### Source excerpt
◇ ◇ ◇ ◇ ◇

Not even close unfortunately
you can find the critical numbers by finding when it is 0 or when it does not exist (these numbers should be in the domain of the original function though) so you still have to solve the equations x=0 and 4-x^2=0 so you are right your critical number are -2,0,2
wait what?
did you not understand how I got... \[((4-x^2)^\frac{1}{2})'=\frac{1}{2}(4-x^2)^{\frac{-1}{2}} \cdot (4-x^2)'\]
Yes, I actually solved it wrongly, and some how managed to get the right values. This is how I originally solved it...
\[\sqrt{4-x^2}\]\[(4-x^2)^\frac{1}{2}\]\[\frac{1}{2}(4-x^2)(2x)\]\[x(4-x^2)\] I didn't make the 2x negative nor did I remember to subtract 1 from my exponent (instead I forgot about it completely.
Then I got... x=0 4-x^2=0 or x=2 , x=-2
Ok yeah but are you understand why this is \[f'(x)=\frac{-x}{\sqrt{4-x^2}}\] ?
I know how you get to \[-x(4-x^2)^\frac{1}{2}\] is what you have just a simplified version of that?
well 1/2-1 is -1/2 not 1/2
Sorry, typo
\[-x(4-x^2)^\frac{-1}{2}=\frac{-x}{(4-x^2)^\frac{1}{2}} \text{ by law of exponents }\]
\[x^{-n}=\frac{1}{x^n}\]
There are so many laws I need to re-memorize.
But yes I do recognize what you did.
anyways you have the right critical numbers x=-2,0,2 so we need to evaluate f(-2),f(0),f(1),f(2) I put f(1) because we need to evaluate it later anyways
1?
\[f(x)=\sqrt{4-x^2} \\ f(-2)=\sqrt{4-(-2)^2}=\sqrt{4-4}=0 \\ f(0)=? \\ f(1)=? \\ f(2)=?\]
question d has 1 as an endpoint...
Oh okay, I was just looking at a
I just wanted to get all the evaluation done with
we can look at a first ... I want to get through evaluating the function at the critical numbers and any endpoints
anyways can you evaluate those 3 above...
x=2 would end up being 0 x=-1 would also be 0 x=0 would be 2 x=1 would be sqrt(3)

◇ ◇ ◇ ◇ ◇

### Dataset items
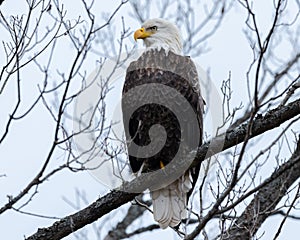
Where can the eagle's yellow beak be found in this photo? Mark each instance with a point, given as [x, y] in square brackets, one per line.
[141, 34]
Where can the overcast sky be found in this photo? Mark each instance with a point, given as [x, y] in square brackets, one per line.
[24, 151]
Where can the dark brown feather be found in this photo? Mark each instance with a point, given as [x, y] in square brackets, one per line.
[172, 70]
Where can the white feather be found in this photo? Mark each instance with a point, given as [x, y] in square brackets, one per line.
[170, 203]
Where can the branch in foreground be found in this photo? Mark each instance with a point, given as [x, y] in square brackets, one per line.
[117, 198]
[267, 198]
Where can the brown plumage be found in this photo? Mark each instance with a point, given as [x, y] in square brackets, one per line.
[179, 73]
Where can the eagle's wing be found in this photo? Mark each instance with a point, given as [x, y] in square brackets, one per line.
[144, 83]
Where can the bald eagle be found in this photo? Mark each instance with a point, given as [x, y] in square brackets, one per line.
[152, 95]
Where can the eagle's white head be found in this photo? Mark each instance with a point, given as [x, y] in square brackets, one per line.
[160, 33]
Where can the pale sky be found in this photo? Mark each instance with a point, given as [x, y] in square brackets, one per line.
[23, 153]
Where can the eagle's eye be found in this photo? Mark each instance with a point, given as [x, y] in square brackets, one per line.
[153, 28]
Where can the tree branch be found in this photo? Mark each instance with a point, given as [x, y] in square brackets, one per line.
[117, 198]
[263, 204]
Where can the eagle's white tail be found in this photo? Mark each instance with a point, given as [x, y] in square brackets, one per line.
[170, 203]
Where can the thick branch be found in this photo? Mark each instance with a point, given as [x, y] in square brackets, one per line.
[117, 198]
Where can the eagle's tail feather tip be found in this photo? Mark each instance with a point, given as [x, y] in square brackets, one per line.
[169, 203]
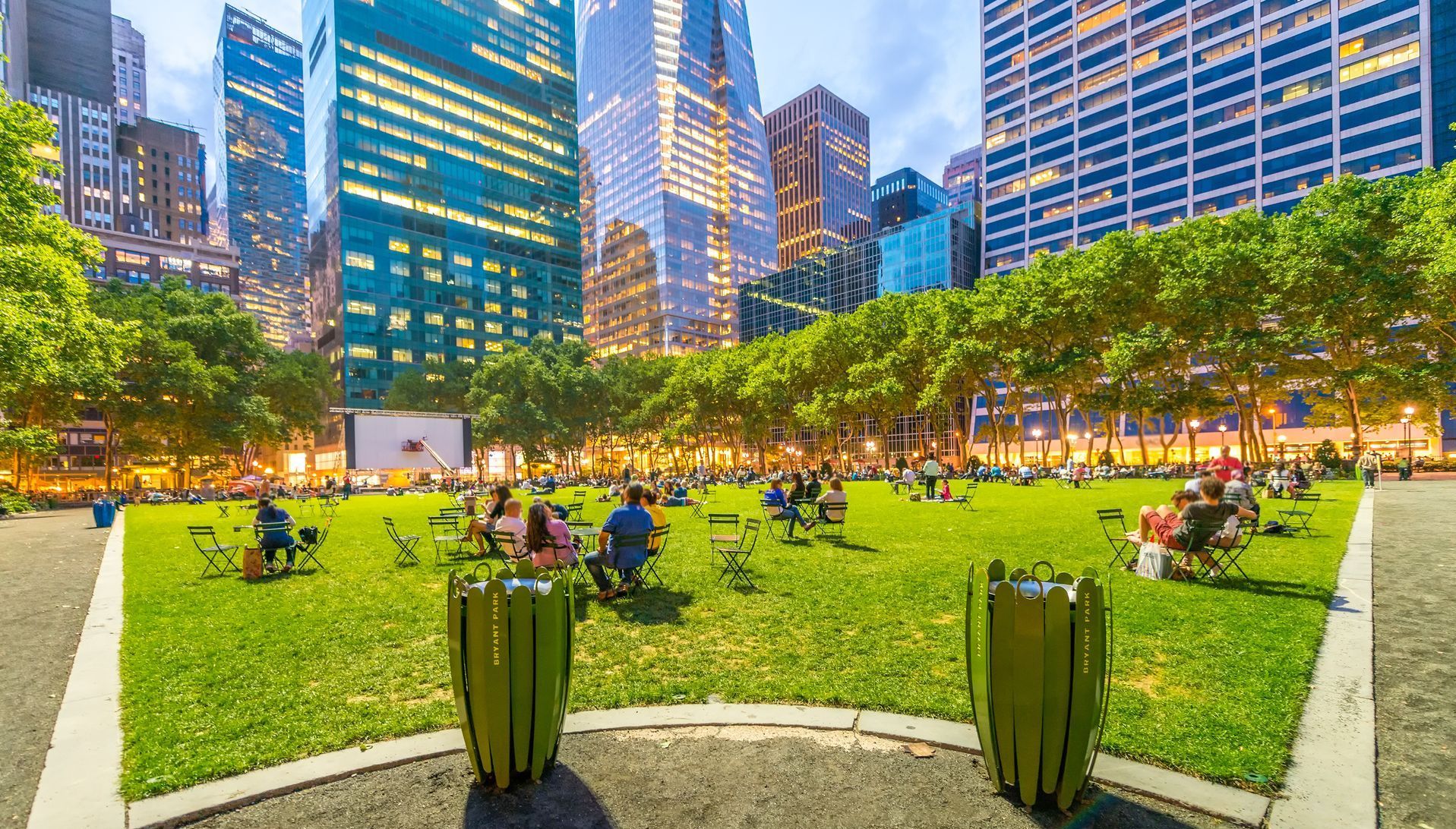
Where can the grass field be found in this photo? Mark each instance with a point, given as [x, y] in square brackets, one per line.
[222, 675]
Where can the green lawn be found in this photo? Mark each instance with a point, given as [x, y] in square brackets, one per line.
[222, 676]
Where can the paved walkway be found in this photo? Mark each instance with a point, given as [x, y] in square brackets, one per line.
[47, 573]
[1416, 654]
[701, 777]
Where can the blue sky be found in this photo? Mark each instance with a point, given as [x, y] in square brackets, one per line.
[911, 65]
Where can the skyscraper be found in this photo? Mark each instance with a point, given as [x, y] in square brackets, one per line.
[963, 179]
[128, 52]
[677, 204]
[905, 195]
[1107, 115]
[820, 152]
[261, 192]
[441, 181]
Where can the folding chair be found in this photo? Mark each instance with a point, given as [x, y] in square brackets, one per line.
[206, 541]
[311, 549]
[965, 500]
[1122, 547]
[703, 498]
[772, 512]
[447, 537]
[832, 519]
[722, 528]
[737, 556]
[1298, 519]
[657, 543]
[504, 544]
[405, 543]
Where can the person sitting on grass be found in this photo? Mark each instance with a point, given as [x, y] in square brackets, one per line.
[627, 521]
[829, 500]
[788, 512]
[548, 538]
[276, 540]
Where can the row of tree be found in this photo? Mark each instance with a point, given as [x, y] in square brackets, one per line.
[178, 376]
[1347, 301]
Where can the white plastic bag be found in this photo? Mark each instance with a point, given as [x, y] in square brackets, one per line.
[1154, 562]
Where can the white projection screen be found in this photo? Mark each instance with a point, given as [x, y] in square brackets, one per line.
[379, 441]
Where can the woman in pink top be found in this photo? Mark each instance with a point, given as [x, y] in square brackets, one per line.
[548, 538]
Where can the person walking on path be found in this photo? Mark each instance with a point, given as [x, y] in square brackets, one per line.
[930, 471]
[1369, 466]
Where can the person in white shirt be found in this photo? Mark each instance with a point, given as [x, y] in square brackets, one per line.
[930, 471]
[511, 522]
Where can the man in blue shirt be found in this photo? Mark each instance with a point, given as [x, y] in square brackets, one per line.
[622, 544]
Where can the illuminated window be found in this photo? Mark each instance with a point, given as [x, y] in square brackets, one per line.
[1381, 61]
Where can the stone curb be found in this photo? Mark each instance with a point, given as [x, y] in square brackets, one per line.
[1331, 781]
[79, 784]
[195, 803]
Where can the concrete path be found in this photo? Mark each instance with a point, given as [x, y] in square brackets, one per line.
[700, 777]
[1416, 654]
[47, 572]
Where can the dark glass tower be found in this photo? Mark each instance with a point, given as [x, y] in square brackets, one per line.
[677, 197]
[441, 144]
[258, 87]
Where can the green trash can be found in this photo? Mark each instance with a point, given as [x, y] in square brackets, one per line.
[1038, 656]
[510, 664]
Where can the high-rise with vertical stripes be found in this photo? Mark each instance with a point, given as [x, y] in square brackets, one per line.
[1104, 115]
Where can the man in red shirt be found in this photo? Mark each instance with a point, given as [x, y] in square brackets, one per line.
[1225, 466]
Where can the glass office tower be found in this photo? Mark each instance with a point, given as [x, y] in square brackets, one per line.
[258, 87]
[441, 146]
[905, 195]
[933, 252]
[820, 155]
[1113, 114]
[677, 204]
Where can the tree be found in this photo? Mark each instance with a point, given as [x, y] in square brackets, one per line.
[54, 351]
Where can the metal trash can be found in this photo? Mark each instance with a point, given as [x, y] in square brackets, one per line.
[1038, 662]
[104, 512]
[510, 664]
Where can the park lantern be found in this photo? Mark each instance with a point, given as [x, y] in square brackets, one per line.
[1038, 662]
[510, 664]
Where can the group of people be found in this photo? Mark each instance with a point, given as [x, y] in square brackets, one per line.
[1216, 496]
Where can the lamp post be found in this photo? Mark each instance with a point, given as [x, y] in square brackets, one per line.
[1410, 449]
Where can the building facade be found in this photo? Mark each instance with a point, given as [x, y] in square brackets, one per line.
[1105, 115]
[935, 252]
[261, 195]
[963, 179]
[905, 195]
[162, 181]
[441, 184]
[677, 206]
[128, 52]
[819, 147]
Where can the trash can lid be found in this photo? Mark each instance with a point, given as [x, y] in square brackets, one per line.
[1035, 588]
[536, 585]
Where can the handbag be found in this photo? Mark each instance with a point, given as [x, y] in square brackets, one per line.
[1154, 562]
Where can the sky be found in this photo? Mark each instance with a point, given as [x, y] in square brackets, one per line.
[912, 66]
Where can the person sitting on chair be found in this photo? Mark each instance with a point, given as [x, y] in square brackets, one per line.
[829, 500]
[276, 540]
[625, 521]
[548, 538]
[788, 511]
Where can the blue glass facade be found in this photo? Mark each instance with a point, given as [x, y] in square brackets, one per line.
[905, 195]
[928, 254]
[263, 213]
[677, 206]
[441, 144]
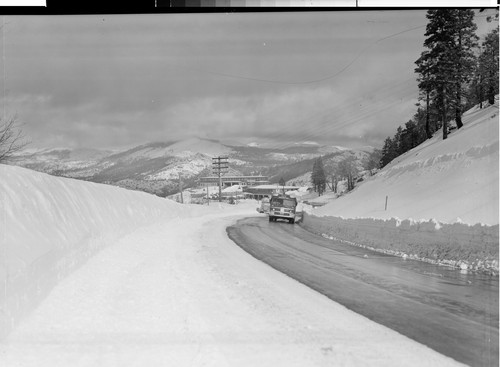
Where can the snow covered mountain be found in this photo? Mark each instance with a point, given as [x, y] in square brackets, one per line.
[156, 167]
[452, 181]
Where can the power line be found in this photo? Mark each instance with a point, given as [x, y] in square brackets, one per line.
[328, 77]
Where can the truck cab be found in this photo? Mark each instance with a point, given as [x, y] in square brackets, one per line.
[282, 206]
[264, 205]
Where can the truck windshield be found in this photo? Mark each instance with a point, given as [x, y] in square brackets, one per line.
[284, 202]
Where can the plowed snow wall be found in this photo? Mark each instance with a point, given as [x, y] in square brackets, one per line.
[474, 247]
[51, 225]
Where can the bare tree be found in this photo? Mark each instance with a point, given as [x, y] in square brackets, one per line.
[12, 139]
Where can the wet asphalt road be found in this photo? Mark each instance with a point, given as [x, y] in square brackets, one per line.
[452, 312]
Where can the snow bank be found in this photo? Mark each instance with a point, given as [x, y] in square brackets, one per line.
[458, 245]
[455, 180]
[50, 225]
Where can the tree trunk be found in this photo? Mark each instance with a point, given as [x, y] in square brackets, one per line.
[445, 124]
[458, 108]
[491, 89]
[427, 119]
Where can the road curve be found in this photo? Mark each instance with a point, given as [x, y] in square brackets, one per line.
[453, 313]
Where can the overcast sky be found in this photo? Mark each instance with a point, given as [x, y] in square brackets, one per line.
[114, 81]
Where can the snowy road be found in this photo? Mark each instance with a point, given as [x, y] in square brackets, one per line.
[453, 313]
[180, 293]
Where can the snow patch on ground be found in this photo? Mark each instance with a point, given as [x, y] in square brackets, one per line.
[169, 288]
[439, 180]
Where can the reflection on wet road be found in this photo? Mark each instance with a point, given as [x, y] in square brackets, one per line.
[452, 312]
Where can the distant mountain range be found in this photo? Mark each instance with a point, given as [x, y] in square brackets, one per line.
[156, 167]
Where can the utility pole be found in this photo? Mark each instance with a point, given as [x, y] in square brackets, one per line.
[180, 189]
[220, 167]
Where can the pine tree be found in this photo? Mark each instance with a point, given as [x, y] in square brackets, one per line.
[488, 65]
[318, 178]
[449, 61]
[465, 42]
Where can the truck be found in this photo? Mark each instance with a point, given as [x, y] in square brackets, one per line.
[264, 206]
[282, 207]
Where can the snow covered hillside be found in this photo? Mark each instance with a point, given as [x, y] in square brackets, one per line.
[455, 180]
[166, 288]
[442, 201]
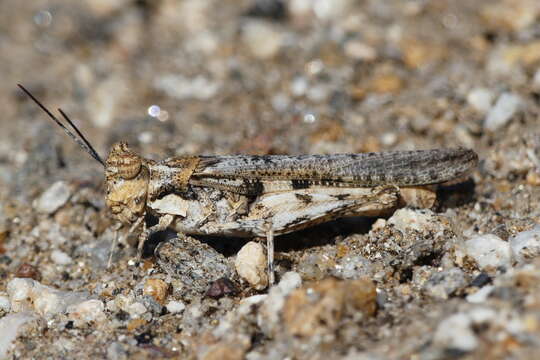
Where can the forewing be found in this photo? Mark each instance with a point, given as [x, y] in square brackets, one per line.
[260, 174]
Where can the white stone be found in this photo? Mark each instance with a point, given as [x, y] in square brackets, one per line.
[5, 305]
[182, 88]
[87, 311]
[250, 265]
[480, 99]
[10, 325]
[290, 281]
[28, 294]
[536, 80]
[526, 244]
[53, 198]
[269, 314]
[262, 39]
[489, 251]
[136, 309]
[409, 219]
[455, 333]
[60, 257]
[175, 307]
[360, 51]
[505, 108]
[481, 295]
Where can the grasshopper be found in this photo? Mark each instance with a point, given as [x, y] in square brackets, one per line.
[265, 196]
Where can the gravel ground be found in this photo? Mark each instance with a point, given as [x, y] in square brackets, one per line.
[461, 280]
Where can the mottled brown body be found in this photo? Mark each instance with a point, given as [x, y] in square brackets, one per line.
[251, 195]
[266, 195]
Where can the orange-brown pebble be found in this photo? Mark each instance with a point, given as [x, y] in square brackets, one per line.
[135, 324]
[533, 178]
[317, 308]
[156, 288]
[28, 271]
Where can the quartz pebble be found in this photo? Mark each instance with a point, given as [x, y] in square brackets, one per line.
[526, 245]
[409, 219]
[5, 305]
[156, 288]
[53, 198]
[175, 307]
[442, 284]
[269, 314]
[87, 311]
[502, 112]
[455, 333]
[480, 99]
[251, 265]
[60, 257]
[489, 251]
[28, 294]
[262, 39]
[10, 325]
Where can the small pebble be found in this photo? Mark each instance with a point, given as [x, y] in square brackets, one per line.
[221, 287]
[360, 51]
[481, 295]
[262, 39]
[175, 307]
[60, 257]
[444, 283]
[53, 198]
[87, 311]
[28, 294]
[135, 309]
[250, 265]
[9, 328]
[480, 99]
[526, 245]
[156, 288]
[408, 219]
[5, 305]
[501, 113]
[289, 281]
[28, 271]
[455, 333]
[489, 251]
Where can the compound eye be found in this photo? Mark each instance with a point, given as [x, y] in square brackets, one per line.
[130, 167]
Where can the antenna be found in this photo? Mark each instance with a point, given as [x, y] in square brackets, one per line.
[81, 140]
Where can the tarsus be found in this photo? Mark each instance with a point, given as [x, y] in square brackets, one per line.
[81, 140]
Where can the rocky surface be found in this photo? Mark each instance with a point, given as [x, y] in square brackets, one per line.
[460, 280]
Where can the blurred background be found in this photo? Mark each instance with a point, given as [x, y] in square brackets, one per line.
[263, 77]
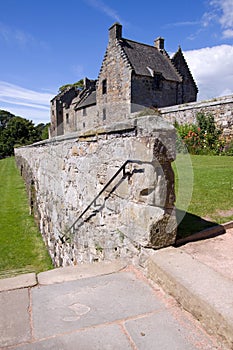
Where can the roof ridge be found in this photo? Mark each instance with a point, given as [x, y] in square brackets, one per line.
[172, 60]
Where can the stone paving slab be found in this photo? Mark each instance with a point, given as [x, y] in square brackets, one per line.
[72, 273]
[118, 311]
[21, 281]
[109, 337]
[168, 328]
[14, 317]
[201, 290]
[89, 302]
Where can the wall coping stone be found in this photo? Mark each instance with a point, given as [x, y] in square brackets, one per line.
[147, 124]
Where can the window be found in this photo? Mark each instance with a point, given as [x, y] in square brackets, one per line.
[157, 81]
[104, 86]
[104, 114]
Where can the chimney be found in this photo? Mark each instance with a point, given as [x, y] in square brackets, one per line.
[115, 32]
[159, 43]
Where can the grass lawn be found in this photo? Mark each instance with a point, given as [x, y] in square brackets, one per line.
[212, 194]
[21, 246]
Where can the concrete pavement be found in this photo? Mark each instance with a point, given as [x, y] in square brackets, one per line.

◇ ◇ ◇ ◇ ◇

### Complete the following
A) In the critical numbers discussion, which values are confirmed as the critical numbers of the function?
B) Write the next few lines of the critical numbers discussion, picking up after its last message.
The rows are separate material, unrelated to the critical numbers discussion.

### Per-task outputs
A) x = -2, 0, and 2

B)
That was supposed to say -2 not -1
f(-2)=0 f(0)=2 f(2)=0 f(1)=sqrt(3) great work
so look at the outputs above
0,2,0
what is biggest number there
2
so that is your absolute max
0,2,0 and of these numbers 0 is the absolute min
That makes sense, but how would I represent that max as coordinates?
which this makes sense... because the graph is the top part of a circle... |dw:1444500172873:dw|
well you already found the coordinates
f(x)=y means (x,y) is a coordinate on f
for example we said f(2)=0 so that means (2,0) is a coordinate on f
Oh so max would be 0,2
(0,2) would be max ordered pairs have ( ) around them
|dw:1444500273762:dw|
so could (-2,0) and (2,0) both be min values?
yep
Because b has a parentheses instead of a bracket, would it be solved for differently?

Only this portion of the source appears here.